__Data excerpts__.

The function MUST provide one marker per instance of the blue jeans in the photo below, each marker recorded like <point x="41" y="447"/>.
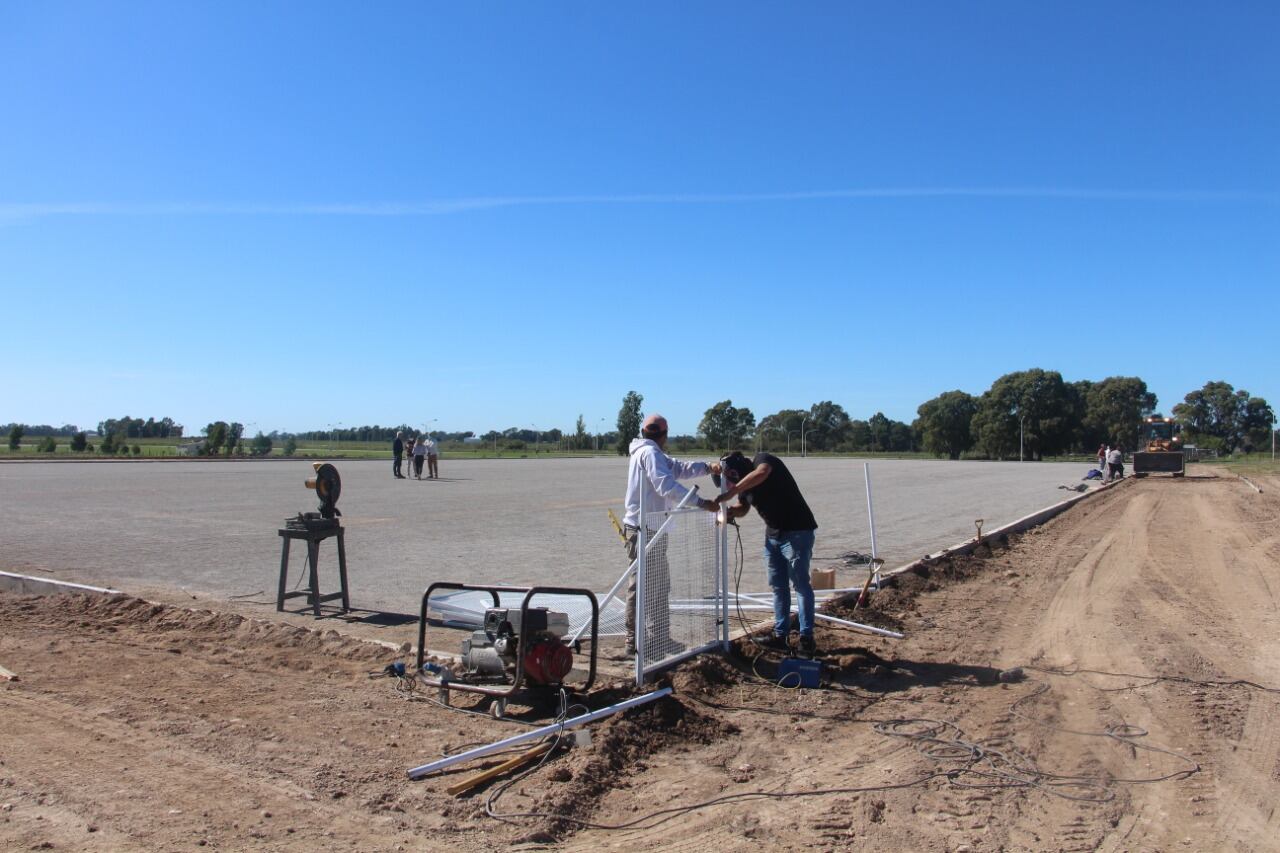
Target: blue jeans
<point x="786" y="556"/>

==

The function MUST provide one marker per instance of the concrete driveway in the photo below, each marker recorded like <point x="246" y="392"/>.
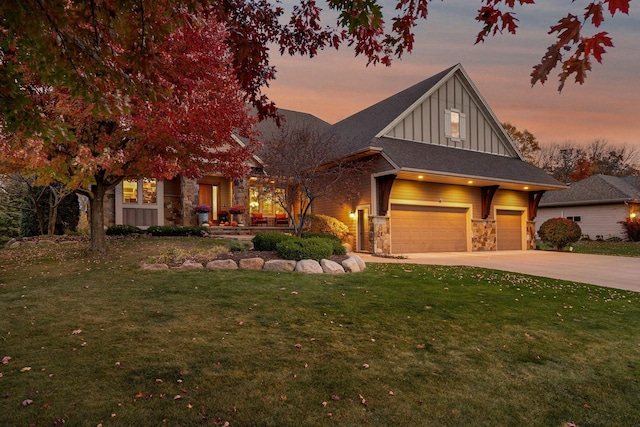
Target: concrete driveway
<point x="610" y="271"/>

__Task description__. What lines hold the string "below"? Pick them out of the data.

__Response area__.
The function MUST provide one marker per instance of the blue jeans in the photo below, each marker recorded like <point x="41" y="447"/>.
The function MUST provide one marker per instance of the concrete driveway in the photo below, each marker recorded like <point x="246" y="392"/>.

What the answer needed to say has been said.